* _PROBLEM A_
Extract each line of the entries below that contains the string "cart".

[BEGIN SOURCE DOCUMENT]

# dogs



## lucas_shane (Jan 25, 2011)

I want a trained dog that will corner a bobcat. What do you guys think it would cost ? And where would I get one ?


----------



## On a call (Mar 3, 2010)

Luke...I heard you just train hounds just like you would for any other animal. If you would like just pm me and I most likely could put you in touch with guys that have cat running hounds.


----------



## catcapper (Feb 11, 2010)

Hey Luke--- PM Predatortalk member [email protected] ---He's a real houndman. I think he runs up in the Oregon counrty. Bet he knows where you can pickup a good dog out here on this side of the river.


----------



## On a call (Mar 3, 2010)

Great advice from Cat. I had forgot about Duane.


----------



## lucas_shane (Jan 25, 2011)

Thanks guys. It may be way out of my budget but I think it would be fun. We also have big cats but they are very few so I thought a bobcat dog would be cool.


----------



## lucas_shane (Jan 25, 2011)

Well that was short lived...lol

Duane cant recieve pms. maybe he will see this post and get in touch with me


----------



## youngdon (Mar 10, 2010)

PM sent to you Luke.


----------



## lucas_shane (Jan 25, 2011)

Thanks YD . Hopefully he will have some info that is good !! Info in free but Hopeing I can afford a dog...lol


----------



## On a call (Mar 3, 2010)

Do you want to train your own dog or buy a finished dog ?


----------



## lucas_shane (Jan 25, 2011)

Man I have no clue of how to train one !!


----------



## youngdon (Mar 10, 2010)

It's easier if you have one that knows the ropes to teach you new one.... They speak the language.


----------



## On a call (Mar 3, 2010)

Ok Luke...I am sending you a pm with info


----------

[END SOURCE DOCUMENT]

* _PROBLEM B_
Output the dog thread above verbatim between "Great advice from" and "would be cool.", inclusive.

[BEGIN MATERIAL SUPPLIED]

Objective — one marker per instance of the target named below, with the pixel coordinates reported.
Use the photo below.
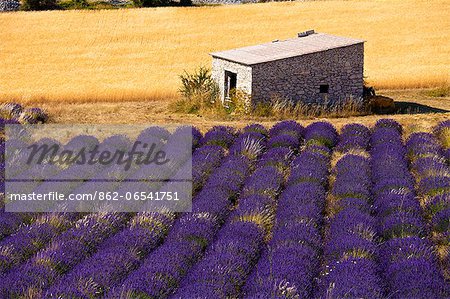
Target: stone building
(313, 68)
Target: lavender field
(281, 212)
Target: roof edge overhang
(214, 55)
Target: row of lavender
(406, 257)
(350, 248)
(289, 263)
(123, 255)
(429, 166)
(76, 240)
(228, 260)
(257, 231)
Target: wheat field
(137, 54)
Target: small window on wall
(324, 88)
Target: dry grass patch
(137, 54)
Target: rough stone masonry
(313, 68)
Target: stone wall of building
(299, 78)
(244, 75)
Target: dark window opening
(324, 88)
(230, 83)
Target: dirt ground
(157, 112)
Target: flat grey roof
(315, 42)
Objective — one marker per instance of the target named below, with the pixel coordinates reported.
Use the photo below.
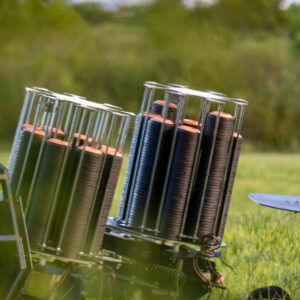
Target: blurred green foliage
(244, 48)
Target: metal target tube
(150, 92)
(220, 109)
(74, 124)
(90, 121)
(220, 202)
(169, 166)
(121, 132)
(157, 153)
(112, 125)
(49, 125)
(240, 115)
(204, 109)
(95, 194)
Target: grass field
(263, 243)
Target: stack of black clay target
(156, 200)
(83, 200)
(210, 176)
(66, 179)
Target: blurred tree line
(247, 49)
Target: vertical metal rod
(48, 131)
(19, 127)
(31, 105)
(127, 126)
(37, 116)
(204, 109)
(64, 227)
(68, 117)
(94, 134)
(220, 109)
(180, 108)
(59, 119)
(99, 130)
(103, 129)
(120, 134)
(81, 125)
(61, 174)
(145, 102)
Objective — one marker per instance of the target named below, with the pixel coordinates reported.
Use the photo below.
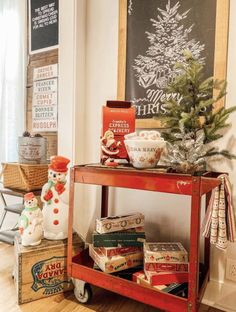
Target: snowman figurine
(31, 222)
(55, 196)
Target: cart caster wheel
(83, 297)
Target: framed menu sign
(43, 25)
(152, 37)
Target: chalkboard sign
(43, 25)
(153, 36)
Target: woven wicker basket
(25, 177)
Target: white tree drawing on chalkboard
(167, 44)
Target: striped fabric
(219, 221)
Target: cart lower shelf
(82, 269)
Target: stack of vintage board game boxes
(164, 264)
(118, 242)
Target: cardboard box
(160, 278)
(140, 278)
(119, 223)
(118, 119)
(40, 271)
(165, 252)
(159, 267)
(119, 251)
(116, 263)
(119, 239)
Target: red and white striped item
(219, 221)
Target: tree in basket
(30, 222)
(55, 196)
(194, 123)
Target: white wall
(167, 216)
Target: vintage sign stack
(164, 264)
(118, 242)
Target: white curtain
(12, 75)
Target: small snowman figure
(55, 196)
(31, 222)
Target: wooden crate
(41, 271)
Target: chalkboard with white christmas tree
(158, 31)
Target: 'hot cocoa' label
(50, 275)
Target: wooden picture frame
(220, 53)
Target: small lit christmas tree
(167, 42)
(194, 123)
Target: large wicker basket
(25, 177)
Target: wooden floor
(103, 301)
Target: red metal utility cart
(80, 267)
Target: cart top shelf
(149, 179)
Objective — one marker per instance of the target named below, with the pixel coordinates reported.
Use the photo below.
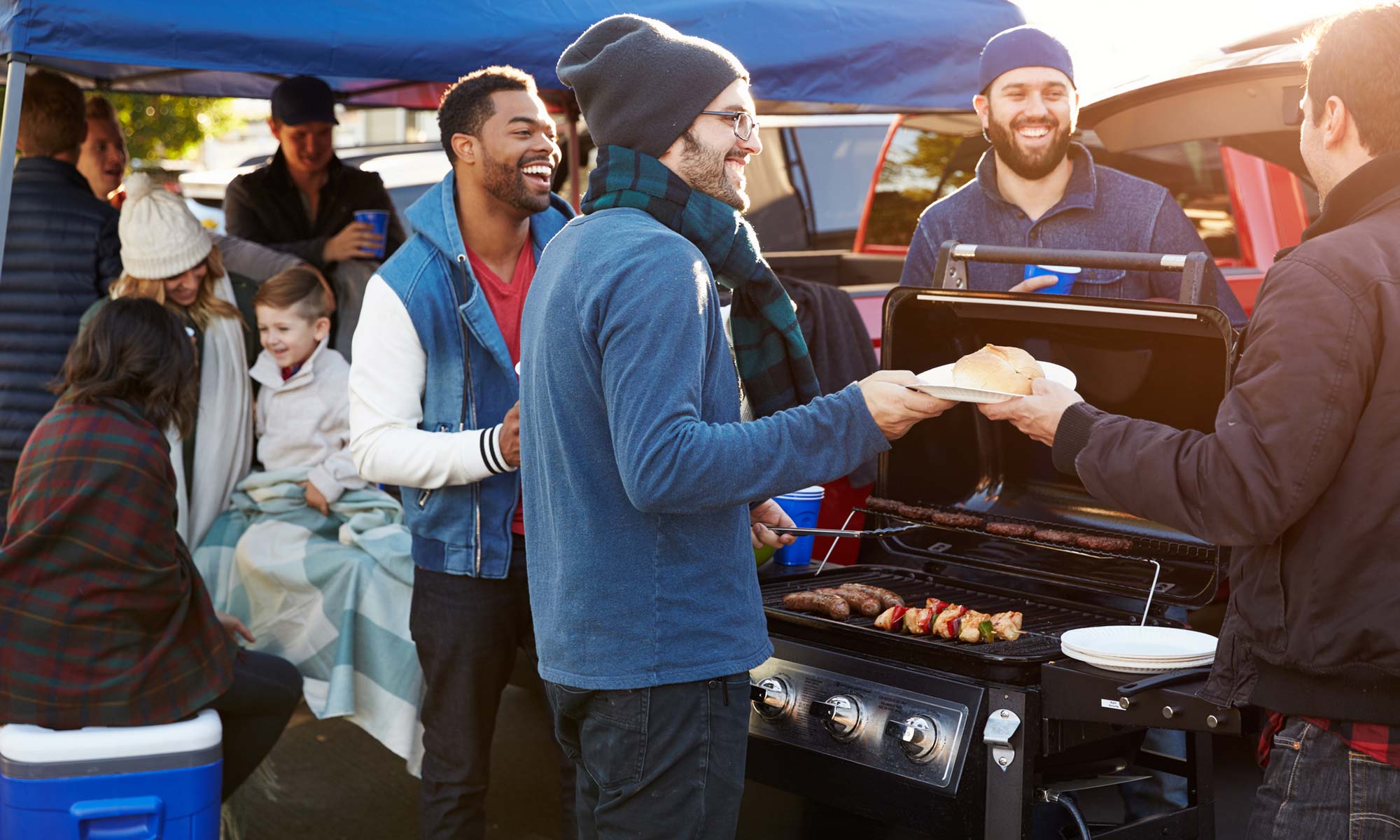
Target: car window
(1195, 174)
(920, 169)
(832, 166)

[END MATERIAL SUPPLIED]

* _RIGHT ANSWER A_
Target: cart caster wheel
Target: cart lower shelf
Target: red metal utility cart
Target: cart top shelf

* _RIGHT ANSWER B_
Great advice from Cat. I had forgot about Duane.


----------



## lucas_shane (Jan 25, 2011)

Thanks guys. It may be way out of my budget but I think it would be fun. We also have big cats but they are very few so I thought a bobcat dog would be cool.